TASK ITEM: Every line in the records below that holds "positive" must be identified and copied.
DATA SHOWN below:
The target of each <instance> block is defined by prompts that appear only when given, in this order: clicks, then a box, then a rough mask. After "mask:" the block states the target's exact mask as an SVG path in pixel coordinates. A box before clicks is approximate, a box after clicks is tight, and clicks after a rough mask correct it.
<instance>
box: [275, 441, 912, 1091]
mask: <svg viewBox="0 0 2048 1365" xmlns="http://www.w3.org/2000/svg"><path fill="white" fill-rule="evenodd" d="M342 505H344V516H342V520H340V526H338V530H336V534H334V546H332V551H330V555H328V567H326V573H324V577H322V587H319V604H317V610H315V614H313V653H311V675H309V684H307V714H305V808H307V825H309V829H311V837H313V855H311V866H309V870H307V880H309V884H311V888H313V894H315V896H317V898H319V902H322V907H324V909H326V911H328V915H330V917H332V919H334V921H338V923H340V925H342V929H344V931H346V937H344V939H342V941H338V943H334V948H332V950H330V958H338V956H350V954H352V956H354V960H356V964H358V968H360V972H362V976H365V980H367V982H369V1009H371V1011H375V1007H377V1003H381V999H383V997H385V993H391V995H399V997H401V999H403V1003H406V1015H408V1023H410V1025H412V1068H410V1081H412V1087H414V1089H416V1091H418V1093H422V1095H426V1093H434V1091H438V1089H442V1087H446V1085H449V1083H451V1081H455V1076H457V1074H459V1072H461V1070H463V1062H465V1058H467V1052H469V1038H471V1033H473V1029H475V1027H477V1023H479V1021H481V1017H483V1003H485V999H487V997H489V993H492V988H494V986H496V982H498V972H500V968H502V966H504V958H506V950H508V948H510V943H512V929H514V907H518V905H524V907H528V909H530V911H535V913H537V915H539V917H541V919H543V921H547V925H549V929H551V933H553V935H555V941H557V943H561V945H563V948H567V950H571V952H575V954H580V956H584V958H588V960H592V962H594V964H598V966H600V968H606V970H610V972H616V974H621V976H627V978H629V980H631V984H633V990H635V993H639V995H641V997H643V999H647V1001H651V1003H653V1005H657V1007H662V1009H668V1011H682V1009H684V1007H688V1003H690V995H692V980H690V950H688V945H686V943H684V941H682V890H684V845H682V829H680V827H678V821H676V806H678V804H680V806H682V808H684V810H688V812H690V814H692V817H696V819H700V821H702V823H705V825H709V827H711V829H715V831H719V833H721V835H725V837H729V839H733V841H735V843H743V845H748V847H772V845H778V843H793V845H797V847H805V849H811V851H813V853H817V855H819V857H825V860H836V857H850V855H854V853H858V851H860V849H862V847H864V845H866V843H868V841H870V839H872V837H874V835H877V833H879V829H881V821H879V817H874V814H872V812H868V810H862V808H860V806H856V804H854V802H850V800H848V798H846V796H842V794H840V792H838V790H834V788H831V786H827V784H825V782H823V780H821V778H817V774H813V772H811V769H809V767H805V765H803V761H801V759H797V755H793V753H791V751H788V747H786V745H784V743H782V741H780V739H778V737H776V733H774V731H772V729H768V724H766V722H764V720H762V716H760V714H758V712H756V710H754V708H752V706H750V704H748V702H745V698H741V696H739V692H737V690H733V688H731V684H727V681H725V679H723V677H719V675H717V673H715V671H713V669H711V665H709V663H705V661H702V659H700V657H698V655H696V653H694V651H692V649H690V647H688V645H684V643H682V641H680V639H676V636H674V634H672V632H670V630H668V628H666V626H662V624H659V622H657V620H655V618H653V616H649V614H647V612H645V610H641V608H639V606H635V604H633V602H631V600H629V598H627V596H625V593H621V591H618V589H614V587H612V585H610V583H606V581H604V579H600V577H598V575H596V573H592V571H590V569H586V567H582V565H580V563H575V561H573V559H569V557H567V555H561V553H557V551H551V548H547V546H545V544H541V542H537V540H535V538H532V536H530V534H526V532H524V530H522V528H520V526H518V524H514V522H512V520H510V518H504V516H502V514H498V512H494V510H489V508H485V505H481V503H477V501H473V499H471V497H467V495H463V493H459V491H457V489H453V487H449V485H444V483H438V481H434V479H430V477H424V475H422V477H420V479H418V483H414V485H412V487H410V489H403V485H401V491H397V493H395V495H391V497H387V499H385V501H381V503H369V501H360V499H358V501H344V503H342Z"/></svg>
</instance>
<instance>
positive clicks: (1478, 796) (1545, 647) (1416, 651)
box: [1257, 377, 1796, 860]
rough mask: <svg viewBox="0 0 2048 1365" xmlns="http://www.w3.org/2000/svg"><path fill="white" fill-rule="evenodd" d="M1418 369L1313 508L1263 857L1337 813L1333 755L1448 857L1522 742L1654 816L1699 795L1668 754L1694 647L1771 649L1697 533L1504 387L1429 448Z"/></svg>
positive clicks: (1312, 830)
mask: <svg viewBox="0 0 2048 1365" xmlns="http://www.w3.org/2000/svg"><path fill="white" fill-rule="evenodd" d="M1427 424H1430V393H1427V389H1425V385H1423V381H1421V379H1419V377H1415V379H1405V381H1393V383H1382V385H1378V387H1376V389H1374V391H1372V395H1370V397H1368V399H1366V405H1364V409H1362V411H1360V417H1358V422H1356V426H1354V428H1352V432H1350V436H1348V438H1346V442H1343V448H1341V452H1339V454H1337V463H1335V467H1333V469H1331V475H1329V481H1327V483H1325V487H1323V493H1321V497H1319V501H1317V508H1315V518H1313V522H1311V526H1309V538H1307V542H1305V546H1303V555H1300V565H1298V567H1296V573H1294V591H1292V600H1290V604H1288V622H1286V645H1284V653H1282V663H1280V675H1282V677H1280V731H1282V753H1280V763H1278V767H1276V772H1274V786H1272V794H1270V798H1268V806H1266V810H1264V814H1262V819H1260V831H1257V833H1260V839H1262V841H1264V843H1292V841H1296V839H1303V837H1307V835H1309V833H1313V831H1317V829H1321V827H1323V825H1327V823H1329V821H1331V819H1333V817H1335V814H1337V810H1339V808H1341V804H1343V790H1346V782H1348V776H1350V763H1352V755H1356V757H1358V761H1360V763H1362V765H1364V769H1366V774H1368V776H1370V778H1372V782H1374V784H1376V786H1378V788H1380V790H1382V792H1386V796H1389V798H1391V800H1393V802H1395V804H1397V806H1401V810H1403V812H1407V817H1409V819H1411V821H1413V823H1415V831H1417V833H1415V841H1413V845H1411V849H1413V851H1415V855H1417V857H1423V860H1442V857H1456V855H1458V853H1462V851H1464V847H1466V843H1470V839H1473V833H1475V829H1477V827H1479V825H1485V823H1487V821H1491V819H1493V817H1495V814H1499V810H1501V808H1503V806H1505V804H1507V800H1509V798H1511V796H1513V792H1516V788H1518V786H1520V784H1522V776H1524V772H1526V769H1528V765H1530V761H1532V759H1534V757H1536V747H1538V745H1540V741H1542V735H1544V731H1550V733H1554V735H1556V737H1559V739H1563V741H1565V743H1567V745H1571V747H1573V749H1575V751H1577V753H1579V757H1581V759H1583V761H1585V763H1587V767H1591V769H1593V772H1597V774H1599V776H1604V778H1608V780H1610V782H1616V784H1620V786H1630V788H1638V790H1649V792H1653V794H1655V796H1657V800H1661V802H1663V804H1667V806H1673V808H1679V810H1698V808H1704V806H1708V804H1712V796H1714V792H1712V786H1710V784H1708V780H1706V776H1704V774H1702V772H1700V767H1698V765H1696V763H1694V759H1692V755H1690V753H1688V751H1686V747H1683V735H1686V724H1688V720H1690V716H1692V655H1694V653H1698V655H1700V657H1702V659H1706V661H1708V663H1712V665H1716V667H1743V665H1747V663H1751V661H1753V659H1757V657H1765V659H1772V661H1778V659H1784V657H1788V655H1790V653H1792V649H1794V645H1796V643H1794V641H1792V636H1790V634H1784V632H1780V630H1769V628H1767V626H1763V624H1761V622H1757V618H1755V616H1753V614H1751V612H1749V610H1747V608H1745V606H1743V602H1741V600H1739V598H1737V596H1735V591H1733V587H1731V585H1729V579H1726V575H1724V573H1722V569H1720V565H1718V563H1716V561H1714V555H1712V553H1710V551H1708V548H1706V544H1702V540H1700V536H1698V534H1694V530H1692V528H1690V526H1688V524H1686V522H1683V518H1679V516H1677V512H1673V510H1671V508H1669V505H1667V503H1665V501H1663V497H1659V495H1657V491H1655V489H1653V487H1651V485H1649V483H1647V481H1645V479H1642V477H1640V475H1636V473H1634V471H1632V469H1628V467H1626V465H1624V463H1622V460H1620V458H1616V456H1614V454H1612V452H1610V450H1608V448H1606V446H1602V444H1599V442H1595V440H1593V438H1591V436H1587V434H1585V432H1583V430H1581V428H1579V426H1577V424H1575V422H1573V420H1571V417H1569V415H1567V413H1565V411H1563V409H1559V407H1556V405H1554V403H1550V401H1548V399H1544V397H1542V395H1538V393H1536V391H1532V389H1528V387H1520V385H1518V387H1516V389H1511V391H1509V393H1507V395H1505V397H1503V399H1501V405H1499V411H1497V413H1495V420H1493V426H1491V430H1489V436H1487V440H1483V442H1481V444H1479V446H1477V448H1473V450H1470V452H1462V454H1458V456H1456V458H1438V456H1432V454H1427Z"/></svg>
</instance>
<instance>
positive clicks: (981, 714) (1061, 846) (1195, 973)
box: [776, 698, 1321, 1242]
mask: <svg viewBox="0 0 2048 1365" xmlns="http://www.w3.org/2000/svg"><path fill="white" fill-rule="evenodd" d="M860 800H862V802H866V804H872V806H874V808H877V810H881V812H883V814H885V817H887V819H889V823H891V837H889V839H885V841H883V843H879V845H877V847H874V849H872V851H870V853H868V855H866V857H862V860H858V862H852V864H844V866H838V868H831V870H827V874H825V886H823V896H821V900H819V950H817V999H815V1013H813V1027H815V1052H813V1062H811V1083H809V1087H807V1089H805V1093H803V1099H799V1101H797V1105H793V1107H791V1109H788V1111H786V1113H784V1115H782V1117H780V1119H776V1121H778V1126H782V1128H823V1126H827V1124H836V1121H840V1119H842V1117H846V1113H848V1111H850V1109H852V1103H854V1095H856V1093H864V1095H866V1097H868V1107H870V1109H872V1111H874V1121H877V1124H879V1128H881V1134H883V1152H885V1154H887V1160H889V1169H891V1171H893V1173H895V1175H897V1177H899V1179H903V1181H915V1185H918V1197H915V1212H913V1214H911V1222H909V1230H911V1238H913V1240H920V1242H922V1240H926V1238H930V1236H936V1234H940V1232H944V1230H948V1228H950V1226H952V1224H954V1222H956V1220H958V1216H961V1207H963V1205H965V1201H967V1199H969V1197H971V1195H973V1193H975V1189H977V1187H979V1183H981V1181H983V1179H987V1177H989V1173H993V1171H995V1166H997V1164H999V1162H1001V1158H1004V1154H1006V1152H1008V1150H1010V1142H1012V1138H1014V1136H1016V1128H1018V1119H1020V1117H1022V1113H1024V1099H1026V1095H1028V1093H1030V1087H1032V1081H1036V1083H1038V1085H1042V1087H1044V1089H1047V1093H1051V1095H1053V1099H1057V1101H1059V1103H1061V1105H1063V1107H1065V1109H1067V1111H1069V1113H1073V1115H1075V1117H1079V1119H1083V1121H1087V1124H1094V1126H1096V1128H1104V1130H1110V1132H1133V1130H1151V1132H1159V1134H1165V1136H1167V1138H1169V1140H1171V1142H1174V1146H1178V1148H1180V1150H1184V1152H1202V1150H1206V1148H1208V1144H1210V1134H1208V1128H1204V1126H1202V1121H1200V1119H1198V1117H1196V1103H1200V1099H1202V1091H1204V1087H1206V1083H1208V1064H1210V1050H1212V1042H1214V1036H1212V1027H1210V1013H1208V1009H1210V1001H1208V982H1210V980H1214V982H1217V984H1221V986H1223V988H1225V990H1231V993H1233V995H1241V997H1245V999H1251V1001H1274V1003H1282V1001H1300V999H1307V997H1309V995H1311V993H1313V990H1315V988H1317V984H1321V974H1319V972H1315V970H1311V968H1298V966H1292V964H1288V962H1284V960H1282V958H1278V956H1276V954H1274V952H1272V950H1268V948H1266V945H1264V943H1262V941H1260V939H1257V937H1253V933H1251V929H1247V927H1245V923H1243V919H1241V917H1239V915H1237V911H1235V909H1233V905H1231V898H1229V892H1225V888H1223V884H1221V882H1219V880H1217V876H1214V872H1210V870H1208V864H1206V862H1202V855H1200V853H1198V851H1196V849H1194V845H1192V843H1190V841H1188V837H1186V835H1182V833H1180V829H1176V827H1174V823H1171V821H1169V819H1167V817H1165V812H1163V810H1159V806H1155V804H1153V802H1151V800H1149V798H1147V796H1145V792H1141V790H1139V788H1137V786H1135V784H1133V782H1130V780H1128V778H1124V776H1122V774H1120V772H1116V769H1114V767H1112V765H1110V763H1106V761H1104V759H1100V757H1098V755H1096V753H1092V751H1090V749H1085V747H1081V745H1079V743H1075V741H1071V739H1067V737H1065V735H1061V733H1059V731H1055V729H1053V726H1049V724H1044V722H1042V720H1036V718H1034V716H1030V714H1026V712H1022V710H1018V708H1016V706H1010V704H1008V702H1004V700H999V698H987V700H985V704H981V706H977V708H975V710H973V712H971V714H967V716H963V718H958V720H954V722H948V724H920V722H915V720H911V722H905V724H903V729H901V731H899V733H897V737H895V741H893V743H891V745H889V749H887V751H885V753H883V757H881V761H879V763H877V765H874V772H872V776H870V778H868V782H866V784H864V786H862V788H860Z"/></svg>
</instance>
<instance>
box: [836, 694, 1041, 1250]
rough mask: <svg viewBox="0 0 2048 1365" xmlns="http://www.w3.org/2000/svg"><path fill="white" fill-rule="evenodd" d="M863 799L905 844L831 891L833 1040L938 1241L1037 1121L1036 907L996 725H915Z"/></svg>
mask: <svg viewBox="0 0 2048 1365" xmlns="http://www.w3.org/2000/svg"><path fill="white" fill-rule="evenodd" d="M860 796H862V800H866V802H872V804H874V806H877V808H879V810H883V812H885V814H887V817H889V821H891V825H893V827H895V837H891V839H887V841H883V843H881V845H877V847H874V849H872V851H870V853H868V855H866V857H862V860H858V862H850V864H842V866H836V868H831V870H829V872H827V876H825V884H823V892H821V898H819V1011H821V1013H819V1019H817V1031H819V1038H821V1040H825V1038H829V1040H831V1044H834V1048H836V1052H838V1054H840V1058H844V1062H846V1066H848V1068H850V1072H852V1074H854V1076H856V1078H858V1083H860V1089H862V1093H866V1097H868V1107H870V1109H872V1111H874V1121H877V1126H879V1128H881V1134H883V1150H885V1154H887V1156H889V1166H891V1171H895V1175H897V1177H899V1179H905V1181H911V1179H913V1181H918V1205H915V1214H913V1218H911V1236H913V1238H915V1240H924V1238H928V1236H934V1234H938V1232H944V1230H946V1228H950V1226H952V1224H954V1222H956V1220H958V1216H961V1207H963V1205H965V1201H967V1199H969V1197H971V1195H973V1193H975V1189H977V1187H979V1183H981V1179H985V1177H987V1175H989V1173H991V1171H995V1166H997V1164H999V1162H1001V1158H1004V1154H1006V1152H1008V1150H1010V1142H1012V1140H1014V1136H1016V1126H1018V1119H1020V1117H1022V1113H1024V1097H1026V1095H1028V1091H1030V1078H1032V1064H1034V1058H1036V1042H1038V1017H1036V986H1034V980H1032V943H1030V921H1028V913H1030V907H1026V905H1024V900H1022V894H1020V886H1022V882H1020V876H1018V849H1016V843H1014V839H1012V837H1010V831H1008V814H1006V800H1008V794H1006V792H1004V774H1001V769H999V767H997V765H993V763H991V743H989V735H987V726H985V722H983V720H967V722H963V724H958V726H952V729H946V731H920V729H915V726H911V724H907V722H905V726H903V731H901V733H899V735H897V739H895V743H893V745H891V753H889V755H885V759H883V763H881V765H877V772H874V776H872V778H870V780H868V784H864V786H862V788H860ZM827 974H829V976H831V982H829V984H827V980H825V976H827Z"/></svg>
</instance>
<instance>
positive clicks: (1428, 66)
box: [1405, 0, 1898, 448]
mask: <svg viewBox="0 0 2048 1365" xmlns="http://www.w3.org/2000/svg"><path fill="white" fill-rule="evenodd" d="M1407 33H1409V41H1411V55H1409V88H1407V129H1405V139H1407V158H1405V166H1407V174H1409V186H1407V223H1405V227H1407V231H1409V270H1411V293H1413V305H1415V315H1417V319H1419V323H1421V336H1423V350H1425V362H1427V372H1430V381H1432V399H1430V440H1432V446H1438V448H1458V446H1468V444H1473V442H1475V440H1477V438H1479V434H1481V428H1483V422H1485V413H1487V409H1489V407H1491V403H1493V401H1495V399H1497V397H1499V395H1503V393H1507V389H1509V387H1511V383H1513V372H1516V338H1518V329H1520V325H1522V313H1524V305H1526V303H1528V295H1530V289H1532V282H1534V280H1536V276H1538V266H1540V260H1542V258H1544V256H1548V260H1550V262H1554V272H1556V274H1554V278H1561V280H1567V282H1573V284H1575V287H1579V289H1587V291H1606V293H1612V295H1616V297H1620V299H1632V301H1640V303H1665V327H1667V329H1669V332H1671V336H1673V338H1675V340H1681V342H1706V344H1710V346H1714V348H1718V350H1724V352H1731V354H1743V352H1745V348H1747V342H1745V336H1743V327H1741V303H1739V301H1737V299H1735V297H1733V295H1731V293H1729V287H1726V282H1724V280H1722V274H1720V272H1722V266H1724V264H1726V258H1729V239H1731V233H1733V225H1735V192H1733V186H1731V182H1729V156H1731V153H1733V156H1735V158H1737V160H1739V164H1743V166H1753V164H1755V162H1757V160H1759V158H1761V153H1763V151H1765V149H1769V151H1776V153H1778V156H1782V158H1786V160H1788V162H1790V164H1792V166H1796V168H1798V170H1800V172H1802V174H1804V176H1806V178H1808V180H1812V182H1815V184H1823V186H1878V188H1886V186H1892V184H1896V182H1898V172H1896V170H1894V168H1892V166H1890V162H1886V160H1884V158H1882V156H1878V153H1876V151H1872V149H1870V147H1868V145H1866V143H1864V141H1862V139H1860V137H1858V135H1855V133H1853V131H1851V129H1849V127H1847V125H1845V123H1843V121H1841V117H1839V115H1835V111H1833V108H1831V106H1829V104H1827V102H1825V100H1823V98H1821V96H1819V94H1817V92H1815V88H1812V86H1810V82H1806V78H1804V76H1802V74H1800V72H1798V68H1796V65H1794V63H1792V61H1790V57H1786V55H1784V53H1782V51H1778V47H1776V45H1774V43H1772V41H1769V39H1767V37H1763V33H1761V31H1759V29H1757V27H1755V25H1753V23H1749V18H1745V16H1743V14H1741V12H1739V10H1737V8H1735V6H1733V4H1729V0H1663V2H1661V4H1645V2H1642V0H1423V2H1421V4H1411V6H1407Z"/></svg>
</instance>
End of DATA SHOWN.
OUTPUT:
positive clicks: (1478, 796) (1545, 647) (1416, 651)
positive clicks: (1312, 830)
positive clicks: (981, 714) (1061, 846) (1195, 973)
positive clicks: (1428, 66)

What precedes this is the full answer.